>>>

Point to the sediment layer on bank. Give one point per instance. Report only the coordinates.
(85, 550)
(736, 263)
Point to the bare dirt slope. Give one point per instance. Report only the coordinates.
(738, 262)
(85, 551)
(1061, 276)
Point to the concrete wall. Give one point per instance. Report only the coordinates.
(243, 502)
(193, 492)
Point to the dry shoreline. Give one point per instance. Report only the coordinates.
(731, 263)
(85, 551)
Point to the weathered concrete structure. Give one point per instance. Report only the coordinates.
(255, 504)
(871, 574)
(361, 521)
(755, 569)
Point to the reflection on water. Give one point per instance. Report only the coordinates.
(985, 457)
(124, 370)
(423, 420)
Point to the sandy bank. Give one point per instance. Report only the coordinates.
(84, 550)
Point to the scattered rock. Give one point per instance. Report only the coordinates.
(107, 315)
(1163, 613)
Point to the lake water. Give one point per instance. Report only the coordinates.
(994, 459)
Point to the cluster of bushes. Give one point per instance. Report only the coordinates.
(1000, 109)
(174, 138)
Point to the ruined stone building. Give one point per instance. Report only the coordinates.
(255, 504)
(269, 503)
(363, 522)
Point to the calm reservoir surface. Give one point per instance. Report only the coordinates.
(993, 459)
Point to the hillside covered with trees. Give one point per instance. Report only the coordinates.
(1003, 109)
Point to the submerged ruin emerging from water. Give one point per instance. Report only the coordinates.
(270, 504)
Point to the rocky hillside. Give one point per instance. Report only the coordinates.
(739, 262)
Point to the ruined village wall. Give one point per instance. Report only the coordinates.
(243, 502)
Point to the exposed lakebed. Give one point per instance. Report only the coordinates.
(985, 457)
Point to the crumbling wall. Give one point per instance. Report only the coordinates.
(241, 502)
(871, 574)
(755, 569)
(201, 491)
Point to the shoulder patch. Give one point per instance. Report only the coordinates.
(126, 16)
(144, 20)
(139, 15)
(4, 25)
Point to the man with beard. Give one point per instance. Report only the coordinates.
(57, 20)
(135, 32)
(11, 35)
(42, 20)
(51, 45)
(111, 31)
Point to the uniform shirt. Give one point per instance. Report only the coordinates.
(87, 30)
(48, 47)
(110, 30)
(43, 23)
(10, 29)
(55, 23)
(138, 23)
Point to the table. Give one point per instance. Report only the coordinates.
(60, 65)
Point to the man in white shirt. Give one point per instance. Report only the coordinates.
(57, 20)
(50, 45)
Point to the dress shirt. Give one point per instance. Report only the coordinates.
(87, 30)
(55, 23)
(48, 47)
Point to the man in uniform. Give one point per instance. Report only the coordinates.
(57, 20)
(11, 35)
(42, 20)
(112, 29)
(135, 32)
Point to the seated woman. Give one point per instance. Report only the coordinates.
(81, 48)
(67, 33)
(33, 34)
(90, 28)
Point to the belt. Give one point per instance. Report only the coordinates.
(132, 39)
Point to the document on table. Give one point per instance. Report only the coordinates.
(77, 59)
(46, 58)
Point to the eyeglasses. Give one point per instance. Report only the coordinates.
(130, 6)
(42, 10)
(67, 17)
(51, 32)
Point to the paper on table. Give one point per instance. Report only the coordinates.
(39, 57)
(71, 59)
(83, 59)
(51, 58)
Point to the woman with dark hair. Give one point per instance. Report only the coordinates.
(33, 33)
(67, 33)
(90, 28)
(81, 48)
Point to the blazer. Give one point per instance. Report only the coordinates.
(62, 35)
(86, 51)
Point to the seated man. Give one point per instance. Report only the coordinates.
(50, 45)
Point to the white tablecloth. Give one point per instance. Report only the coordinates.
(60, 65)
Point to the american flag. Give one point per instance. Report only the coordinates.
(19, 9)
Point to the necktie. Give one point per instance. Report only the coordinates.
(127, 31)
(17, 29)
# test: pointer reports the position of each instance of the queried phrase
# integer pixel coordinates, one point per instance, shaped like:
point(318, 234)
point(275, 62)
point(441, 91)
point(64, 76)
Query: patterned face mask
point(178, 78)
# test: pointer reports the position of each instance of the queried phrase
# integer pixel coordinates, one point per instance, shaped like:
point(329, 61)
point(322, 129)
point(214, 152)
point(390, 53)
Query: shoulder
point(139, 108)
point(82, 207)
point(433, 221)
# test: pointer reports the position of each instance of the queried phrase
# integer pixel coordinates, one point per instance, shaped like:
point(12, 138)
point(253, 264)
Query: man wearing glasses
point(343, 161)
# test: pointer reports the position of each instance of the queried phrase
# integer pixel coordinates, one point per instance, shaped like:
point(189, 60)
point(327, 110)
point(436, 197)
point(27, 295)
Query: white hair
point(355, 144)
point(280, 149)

<<<

__Given instruction__. Can you reproduce the whole listing with every "instance" swapped for "occurrence", leaving everything else unchanged?

__Answer to this exercise__.
Point to the sediment layer on bank. Give one point per occurrence. Report only the coordinates.
(85, 550)
(736, 263)
Point to the bare dirt slope. Give one point per occurrence. Report only the coordinates.
(738, 262)
(85, 551)
(1061, 276)
Point to the concrete wall. Give one point per occurrence. Report only the coordinates.
(243, 502)
(193, 492)
Point to the dry shoreline. Give one point per occurrence. Report only the coordinates.
(731, 263)
(85, 551)
Point to the weathered concrete structure. Give one point per occurrence. Report only the coordinates.
(255, 504)
(871, 574)
(361, 521)
(755, 569)
Point to the reflection on water. Give one point per occurrence. Report only the coordinates.
(985, 457)
(124, 370)
(423, 420)
Point to the sandy bank. Give one point per occurrence. Report only the coordinates.
(84, 550)
Point to the scattered rock. Give one point per occurrence. Report only the coordinates.
(107, 315)
(1163, 613)
Point to the lake water. Give one point per occurrence. Report only the coordinates.
(994, 459)
Point to the cluster of bushes. Give one point per occurrence. Report only the coordinates.
(1000, 109)
(174, 138)
Point to the ruined stone building. Give one point per occurrence. Report only the coordinates.
(255, 504)
(269, 503)
(363, 522)
Point to the calm reservoir surface. Give one point per occurrence. Report only the coordinates.
(993, 459)
Point to the hillside covered with trees. Give one point per occurrence. Report only the coordinates.
(1003, 109)
Point to the submerged ruin emerging from water. Give one point per occurrence. Report only the coordinates.
(270, 504)
Point to the rocky hillside. Give one point per occurrence. Report only the coordinates.
(739, 262)
Point to the ruined village wall. Give one point per occurrence. Report only the coordinates.
(243, 502)
Point to the exposed lakebed. Give one point per occurrence. Report only the coordinates.
(985, 457)
Point to the crumbling wall. Give one point per occurrence. Report only the coordinates.
(241, 502)
(871, 574)
(755, 569)
(201, 491)
Point to the shoulder patch. Give one point per occurrence. Report only the coordinates.
(126, 16)
(144, 20)
(139, 15)
(4, 25)
Point to the man with beard. Give one point per occurrence. Report only the coordinates.
(57, 20)
(135, 32)
(11, 35)
(42, 20)
(51, 45)
(111, 31)
Point to the uniform shirt. Give one point per occurrence. Report only the coordinates.
(87, 30)
(48, 47)
(110, 30)
(43, 23)
(10, 29)
(55, 23)
(138, 23)
Point to the table. Give one point per occurrence. Report only the coordinates.
(60, 65)
Point to the man in white shirt. Give one point per occurrence. Report only the coordinates.
(57, 20)
(50, 45)
Point to the dress shirt. Give one point per occurrence. Report only the coordinates.
(87, 30)
(55, 23)
(48, 47)
Point to the man in uniform. Give one point per occurrence. Report only the coordinates.
(57, 20)
(11, 35)
(42, 20)
(112, 29)
(135, 32)
Point to the seated woman. Give one point per occurrence. Report only the coordinates.
(81, 48)
(67, 33)
(33, 34)
(90, 28)
Point to the belt. Give one point per occurrence. Report only the coordinates.
(132, 39)
Point to the document on table. Give one point per occurrence. Report only the coordinates.
(77, 59)
(46, 58)
Point to the eyeglasses. Give one point per occurrence. Report only the coordinates.
(130, 6)
(42, 10)
(67, 17)
(51, 32)
Point to the paper on table. Give one point per occurrence. Report only the coordinates.
(39, 57)
(71, 59)
(83, 59)
(51, 58)
Point to the woman with dark hair. Give one point per occurrence. Report only the coordinates.
(33, 33)
(67, 33)
(90, 28)
(81, 48)
Point to the blazer. Give one point per occurrence. Report only the coordinates.
(62, 35)
(86, 51)
Point to the seated man. Give one point per occurrence. Report only the coordinates.
(50, 45)
Point to the white tablecloth. Give one point per occurrence. Report only the coordinates.
(60, 65)
Point to the american flag. Give one point per occurrence. Report only the coordinates.
(19, 9)
Point to the necktie. Give one point per occurrence. Report only the coordinates.
(127, 31)
(17, 29)
# test: pointer reports the position of each occurrence of the queried phrase
# integer pixel coordinates, one point per occurrence, shaped like:
point(318, 234)
point(275, 62)
point(441, 91)
point(64, 76)
Query: patterned face mask
point(178, 78)
# test: pointer reports the position of each occurrence of the queried phrase
# integer pixel coordinates, one point per occurrence, shaped like:
point(329, 61)
point(322, 129)
point(214, 152)
point(390, 53)
Query: shoulder
point(139, 108)
point(82, 207)
point(433, 221)
# test: pointer reports the position of each occurrence of the queried phrase
# integer pixel coordinates, one point per occurrence, shaped like:
point(12, 138)
point(253, 264)
Query: man wearing glasses
point(343, 161)
# test: pointer reports the position of each occurrence of the queried phrase
# integer pixel coordinates, one point per occurrence, shaped like:
point(189, 60)
point(327, 110)
point(436, 197)
point(27, 295)
Query: white hair
point(355, 144)
point(280, 149)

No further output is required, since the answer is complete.